- TASK DESCRIPTION -
Reproduce the rows verbatim from the line containing "water shown in the photo above." through the last row, including both of those lines.

* Start EXTRACTED RECORDS *

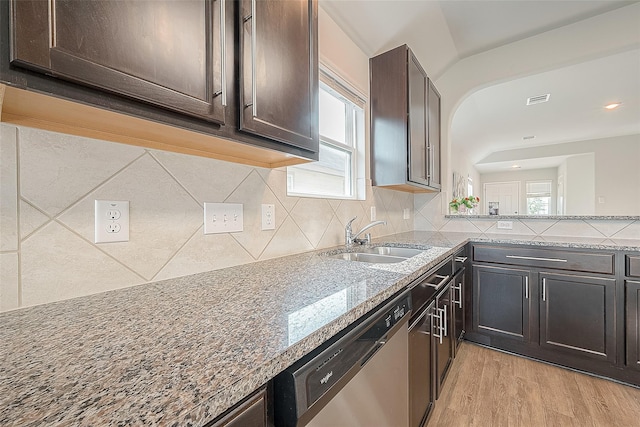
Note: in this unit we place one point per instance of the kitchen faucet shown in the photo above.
(350, 238)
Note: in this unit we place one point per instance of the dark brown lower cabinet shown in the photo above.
(457, 307)
(443, 336)
(586, 319)
(501, 302)
(577, 315)
(421, 384)
(633, 324)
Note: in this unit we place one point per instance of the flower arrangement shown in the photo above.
(468, 202)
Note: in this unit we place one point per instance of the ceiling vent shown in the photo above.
(538, 99)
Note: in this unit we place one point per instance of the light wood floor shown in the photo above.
(490, 388)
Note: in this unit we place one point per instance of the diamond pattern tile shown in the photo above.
(30, 219)
(58, 265)
(56, 170)
(313, 217)
(204, 253)
(252, 193)
(163, 216)
(208, 180)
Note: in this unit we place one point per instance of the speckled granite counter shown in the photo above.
(182, 351)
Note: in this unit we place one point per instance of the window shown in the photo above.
(335, 174)
(538, 197)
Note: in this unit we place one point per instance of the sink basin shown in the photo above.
(393, 251)
(368, 257)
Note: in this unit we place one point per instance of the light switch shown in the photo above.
(505, 225)
(223, 218)
(268, 217)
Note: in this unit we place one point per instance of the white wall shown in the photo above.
(616, 31)
(580, 185)
(522, 176)
(616, 175)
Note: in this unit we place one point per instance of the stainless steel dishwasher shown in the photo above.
(361, 379)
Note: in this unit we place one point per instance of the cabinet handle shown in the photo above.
(446, 332)
(223, 52)
(535, 258)
(440, 283)
(459, 289)
(439, 327)
(429, 161)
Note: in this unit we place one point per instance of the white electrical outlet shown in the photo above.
(223, 218)
(268, 217)
(505, 225)
(111, 221)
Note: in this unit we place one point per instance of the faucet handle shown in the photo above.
(350, 221)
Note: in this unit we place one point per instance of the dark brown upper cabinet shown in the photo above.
(164, 52)
(405, 123)
(233, 80)
(279, 71)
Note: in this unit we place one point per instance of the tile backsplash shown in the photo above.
(49, 183)
(429, 217)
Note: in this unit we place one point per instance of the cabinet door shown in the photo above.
(433, 166)
(417, 122)
(279, 71)
(577, 315)
(457, 307)
(633, 324)
(444, 343)
(501, 302)
(164, 52)
(421, 384)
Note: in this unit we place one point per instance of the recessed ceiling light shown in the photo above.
(538, 99)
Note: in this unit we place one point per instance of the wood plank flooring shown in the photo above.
(489, 388)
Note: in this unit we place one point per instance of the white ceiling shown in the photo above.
(495, 118)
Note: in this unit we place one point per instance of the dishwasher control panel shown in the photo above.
(317, 377)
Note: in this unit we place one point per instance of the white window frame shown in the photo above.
(332, 83)
(549, 196)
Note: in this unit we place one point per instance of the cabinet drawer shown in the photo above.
(547, 258)
(460, 259)
(633, 265)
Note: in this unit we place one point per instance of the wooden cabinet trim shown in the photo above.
(32, 109)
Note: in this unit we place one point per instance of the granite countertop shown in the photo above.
(182, 351)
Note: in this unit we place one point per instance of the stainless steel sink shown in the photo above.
(393, 251)
(367, 257)
(380, 254)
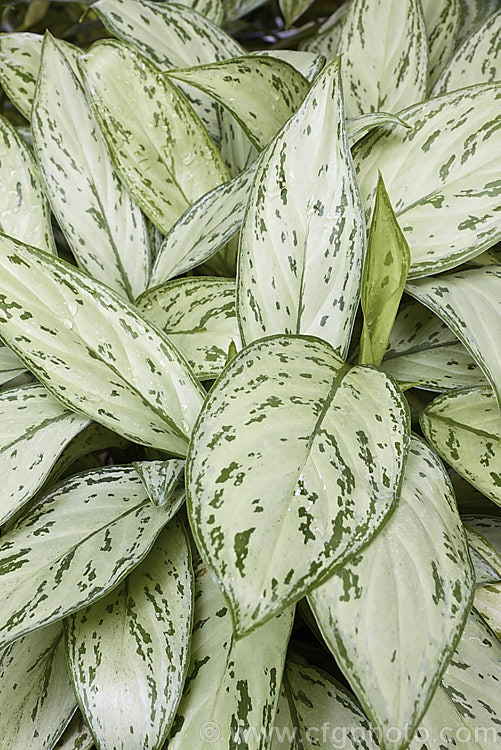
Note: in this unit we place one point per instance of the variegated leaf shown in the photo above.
(484, 540)
(485, 558)
(488, 603)
(474, 14)
(20, 54)
(160, 147)
(232, 685)
(307, 63)
(424, 351)
(464, 712)
(171, 36)
(76, 736)
(24, 211)
(378, 76)
(367, 610)
(199, 317)
(160, 478)
(34, 430)
(94, 351)
(464, 427)
(109, 238)
(293, 9)
(73, 546)
(339, 436)
(260, 91)
(470, 304)
(303, 241)
(237, 8)
(128, 652)
(328, 36)
(358, 127)
(204, 228)
(10, 365)
(385, 273)
(443, 21)
(478, 60)
(36, 697)
(316, 711)
(441, 176)
(19, 62)
(489, 527)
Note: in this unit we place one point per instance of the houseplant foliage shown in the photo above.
(249, 380)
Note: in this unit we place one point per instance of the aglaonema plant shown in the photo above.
(250, 387)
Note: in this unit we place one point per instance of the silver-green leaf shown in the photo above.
(128, 652)
(232, 686)
(424, 351)
(478, 60)
(36, 696)
(441, 175)
(464, 427)
(160, 479)
(73, 546)
(24, 210)
(469, 303)
(339, 436)
(377, 75)
(34, 431)
(160, 147)
(94, 351)
(260, 91)
(199, 316)
(303, 240)
(108, 238)
(205, 227)
(367, 610)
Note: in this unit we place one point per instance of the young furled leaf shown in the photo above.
(358, 127)
(74, 545)
(160, 478)
(478, 60)
(385, 273)
(469, 303)
(128, 652)
(205, 227)
(379, 76)
(36, 696)
(260, 91)
(94, 351)
(232, 686)
(464, 427)
(315, 710)
(308, 64)
(76, 736)
(443, 21)
(464, 712)
(366, 611)
(441, 176)
(108, 238)
(423, 350)
(34, 431)
(340, 438)
(159, 146)
(199, 316)
(303, 240)
(24, 210)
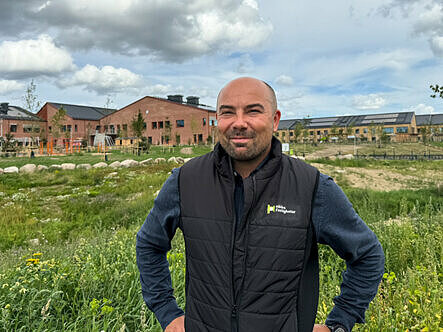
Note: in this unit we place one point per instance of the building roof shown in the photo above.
(427, 119)
(18, 113)
(357, 120)
(81, 112)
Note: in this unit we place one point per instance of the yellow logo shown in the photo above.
(271, 208)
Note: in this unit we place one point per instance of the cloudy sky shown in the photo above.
(323, 58)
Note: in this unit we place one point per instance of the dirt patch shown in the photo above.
(375, 179)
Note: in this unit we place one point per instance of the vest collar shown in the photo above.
(223, 161)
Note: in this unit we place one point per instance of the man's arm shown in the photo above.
(153, 243)
(338, 225)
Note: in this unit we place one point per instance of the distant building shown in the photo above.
(23, 125)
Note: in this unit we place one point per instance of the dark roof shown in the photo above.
(286, 124)
(357, 120)
(84, 112)
(427, 119)
(18, 113)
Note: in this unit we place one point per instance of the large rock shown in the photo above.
(100, 165)
(129, 163)
(28, 168)
(147, 161)
(115, 164)
(67, 166)
(84, 166)
(187, 150)
(10, 169)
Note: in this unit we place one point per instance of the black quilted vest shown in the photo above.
(272, 249)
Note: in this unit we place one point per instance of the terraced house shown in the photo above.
(397, 127)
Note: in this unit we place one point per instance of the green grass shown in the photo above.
(86, 277)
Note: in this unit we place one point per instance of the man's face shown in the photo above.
(246, 119)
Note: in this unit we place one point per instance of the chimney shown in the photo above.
(176, 98)
(4, 108)
(192, 100)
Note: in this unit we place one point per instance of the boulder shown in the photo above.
(100, 165)
(187, 150)
(10, 169)
(67, 166)
(159, 160)
(28, 168)
(147, 161)
(84, 166)
(129, 163)
(115, 164)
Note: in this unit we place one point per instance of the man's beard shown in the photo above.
(257, 146)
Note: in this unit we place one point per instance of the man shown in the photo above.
(251, 218)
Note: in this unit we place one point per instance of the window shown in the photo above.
(402, 130)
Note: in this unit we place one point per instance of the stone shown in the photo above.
(147, 161)
(115, 164)
(100, 165)
(68, 166)
(187, 150)
(84, 166)
(28, 168)
(129, 163)
(10, 169)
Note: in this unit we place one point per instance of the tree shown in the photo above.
(437, 91)
(30, 99)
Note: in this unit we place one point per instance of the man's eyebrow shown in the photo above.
(255, 105)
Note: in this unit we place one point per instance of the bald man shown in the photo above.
(251, 219)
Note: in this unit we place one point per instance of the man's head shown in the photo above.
(247, 116)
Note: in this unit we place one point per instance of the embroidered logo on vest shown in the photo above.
(278, 209)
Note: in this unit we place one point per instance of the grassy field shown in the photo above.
(82, 275)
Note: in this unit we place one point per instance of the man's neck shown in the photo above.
(246, 167)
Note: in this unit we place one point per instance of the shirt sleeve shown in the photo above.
(338, 225)
(153, 243)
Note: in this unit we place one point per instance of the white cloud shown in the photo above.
(420, 109)
(7, 86)
(104, 80)
(284, 80)
(368, 102)
(168, 29)
(28, 58)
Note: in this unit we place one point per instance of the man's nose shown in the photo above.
(240, 121)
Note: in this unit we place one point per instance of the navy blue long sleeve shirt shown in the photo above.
(335, 222)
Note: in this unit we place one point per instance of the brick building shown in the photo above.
(170, 121)
(23, 125)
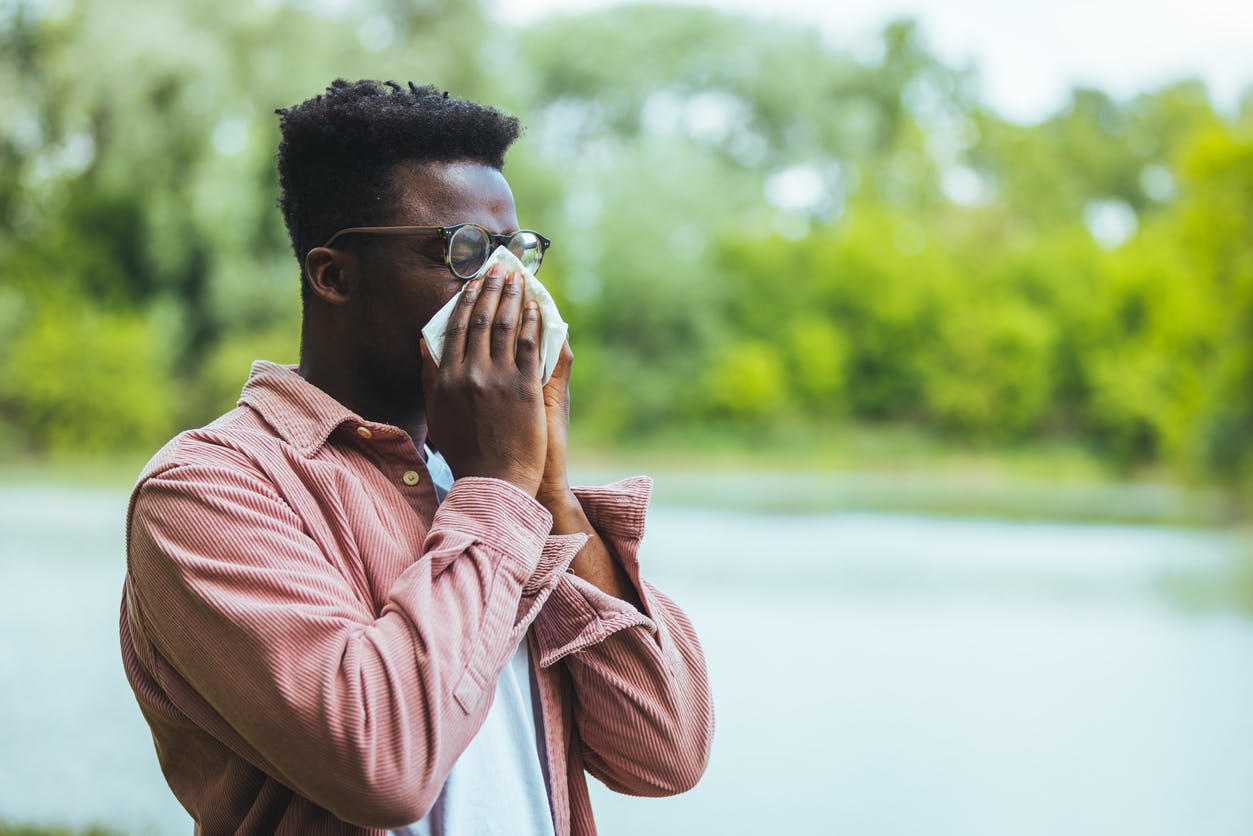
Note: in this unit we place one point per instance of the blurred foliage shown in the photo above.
(751, 227)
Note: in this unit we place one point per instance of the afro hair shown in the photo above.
(338, 149)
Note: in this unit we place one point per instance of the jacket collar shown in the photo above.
(301, 412)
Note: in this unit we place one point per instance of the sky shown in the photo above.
(1029, 53)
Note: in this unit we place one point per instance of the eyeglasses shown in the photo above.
(466, 246)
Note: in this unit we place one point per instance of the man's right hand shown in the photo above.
(484, 402)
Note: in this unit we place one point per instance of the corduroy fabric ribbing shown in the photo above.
(313, 639)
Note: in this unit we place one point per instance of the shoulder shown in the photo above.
(237, 443)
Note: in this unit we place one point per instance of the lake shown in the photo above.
(872, 674)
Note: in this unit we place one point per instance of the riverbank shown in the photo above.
(880, 470)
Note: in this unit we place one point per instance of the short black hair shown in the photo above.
(338, 149)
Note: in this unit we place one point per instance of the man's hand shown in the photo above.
(484, 402)
(555, 485)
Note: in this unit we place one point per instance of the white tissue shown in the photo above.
(554, 329)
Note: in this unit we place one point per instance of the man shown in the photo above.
(327, 633)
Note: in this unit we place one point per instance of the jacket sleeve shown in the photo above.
(257, 636)
(643, 708)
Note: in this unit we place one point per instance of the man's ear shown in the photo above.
(331, 275)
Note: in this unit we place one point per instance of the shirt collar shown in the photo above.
(301, 412)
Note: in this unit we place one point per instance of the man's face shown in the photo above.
(404, 278)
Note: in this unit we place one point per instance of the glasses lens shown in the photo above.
(467, 251)
(528, 247)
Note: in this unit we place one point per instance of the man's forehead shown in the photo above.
(439, 193)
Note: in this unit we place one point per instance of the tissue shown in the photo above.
(554, 329)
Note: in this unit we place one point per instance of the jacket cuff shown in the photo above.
(618, 512)
(577, 616)
(496, 513)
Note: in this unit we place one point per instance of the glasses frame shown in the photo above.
(446, 233)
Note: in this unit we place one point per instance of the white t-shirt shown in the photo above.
(499, 785)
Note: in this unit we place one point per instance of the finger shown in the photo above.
(558, 385)
(504, 327)
(479, 329)
(459, 322)
(528, 354)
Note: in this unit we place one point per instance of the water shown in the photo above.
(873, 674)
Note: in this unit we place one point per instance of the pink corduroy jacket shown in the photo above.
(313, 639)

* End EXTRACTED RECORDS *

- RESPONSE FOR THIS EXERCISE -
Note: in this unit we place one point per instance of the water shown in the photo above.
(873, 674)
Note: in this unit we place one point per instance of the pink corduroy jacket shown in the photo above.
(313, 639)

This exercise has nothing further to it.